■ SOURCE EXCERPT ■
Tuesday, April 24, 2007

Python: Printing unicode

By default, the stdout stream in python is assumed to have ascii encoding. While this is the only safe assumption, it gets mighty annoying when your terminal supports utf8 or Microsoft's eponymous mbcs encoding (e.g. pyDev for Eclipse), especially when you are working with unicode data that you would like to print out while debugging.

It seems like this is a common problem. In fact, it comes numerous times at work and I met a gentleman at the past BayPiggies meeting who was looking for a solution himself. It doesn't help that sys.setdefaultencoding() is a red herring that seems to throw everyone off track.

Enough with the introduction, here is the snippet I use to get my stdout to a non-ascii encoding:
    import codecs, sys
sys.stdout = codecs.getwriter('mbcs')(sys.stdout)
Of course, change 'mbcs' to 'utf8' or whatever encoding you need. You can get fancy and look up the appropriate encoding based on the terminal environment (actually, 'mbcs' does this for you on Windows), but if you're just looking to print unicode for testing/debugging, this short snippet gets you to the goal in two lines of code.

3 comments:

Sam said...

Just wanted to say thanks! I've been looking for a long time for a solution to this problem. Really helped me out.

Anonymous said...

Thanks a whole lot for that little snippet. I've been breaking my back trying to get unicode out with any sense.

Kelly Yancey said...

No problem. Glad to have been of help. While the solution is simple, it relies on knowledge of python's unicode handling, conversions, and file object support. None of which is particularly well documented in the standards docs. :|

■ STATED EXERCISE 1 ■
Copy the post on printing unicode in Python word for word, from the date line through the final comment.

■ DATASET RECORDS ■
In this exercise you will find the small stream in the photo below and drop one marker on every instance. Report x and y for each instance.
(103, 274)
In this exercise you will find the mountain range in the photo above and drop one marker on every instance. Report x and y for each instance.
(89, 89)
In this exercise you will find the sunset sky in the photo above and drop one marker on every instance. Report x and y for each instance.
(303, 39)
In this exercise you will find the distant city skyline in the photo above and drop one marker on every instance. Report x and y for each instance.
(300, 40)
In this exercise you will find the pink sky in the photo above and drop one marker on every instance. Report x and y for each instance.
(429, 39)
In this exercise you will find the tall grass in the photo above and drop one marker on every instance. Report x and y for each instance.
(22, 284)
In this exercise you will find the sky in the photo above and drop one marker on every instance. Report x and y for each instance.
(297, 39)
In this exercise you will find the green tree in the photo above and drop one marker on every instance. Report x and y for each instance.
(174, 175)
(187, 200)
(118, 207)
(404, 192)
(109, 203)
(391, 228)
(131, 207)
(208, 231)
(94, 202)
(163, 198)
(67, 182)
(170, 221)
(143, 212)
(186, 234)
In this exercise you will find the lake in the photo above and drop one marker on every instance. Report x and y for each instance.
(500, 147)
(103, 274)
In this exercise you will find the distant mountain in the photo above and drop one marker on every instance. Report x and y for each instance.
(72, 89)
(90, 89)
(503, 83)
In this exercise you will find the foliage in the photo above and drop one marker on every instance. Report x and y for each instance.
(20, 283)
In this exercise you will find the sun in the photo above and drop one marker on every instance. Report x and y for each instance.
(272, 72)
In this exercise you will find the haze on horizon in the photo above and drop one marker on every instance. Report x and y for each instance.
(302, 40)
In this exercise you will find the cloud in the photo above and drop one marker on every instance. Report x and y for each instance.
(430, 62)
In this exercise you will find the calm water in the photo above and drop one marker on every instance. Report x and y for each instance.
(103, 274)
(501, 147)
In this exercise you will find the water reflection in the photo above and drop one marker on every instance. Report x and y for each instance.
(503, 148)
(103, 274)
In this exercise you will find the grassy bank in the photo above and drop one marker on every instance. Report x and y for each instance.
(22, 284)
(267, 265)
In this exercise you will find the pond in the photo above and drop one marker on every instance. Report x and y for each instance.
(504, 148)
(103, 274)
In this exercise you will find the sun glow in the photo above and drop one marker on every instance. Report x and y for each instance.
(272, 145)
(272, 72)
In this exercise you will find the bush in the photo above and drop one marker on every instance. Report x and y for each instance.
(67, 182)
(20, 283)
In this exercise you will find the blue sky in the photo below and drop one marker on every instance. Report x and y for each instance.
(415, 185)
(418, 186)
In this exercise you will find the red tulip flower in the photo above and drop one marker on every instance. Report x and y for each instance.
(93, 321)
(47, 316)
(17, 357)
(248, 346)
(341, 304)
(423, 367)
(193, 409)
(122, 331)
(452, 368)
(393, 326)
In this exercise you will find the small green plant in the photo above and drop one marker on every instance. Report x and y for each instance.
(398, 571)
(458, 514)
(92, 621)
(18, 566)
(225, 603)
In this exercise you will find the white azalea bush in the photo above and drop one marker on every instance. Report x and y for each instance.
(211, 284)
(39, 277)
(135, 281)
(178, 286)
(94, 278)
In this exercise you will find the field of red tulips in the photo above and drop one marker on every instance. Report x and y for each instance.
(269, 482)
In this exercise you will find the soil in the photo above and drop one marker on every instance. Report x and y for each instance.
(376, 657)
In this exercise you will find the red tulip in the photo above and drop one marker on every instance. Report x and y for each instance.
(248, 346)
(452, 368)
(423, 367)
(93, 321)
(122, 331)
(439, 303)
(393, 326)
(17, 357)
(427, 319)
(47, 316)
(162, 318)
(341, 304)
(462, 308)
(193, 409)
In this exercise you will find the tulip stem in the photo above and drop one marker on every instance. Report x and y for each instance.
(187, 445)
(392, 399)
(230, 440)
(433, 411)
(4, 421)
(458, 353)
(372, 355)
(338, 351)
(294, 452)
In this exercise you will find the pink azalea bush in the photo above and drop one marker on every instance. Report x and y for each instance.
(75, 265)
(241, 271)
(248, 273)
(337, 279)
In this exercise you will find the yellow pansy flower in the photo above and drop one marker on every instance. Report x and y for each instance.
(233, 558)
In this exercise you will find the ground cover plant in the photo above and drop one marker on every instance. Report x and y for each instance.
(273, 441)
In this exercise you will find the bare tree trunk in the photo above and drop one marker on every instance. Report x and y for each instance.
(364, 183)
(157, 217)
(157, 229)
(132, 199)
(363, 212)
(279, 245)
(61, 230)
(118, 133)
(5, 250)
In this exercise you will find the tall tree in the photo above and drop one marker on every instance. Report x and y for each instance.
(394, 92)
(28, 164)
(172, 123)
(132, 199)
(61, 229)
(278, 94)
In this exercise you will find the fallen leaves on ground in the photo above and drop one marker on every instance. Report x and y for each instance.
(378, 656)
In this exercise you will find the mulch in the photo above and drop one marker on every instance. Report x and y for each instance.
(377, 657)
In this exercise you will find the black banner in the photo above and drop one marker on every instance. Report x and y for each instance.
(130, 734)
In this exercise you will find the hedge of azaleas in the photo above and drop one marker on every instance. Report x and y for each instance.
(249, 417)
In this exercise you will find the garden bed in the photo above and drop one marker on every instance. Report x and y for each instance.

■ STATED EXERCISE 2 ■
Count the lines in the entries that contain the word "green". Reply with the number alone.

■ RESPONSE 1 ■
Tuesday, April 24, 2007

Python: Printing unicode

By default, the stdout stream in python is assumed to have ascii encoding. While this is the only safe assumption, it gets mighty annoying when your terminal supports utf8 or Microsoft's eponymous mbcs encoding (e.g. pyDev for Eclipse), especially when you are working with unicode data that you would like to print out while debugging.

It seems like this is a common problem. In fact, it comes numerous times at work and I met a gentleman at the past BayPiggies meeting who was looking for a solution himself. It doesn't help that sys.setdefaultencoding() is a red herring that seems to throw everyone off track.

Enough with the introduction, here is the snippet I use to get my stdout to a non-ascii encoding:
    import codecs, sys
sys.stdout = codecs.getwriter('mbcs')(sys.stdout)
Of course, change 'mbcs' to 'utf8' or whatever encoding you need. You can get fancy and look up the appropriate encoding based on the terminal environment (actually, 'mbcs' does this for you on Windows), but if you're just looking to print unicode for testing/debugging, this short snippet gets you to the goal in two lines of code.

3 comments:

Sam said...

Just wanted to say thanks! I've been looking for a long time for a solution to this problem. Really helped me out.

Anonymous said...

Thanks a whole lot for that little snippet. I've been breaking my back trying to get unicode out with any sense.

Kelly Yancey said...

No problem. Glad to have been of help. While the solution is simple, it relies on knowledge of python's unicode handling, conversions, and file object support. None of which is particularly well documented in the standards docs. :|

■ RESPONSE 2 ■
2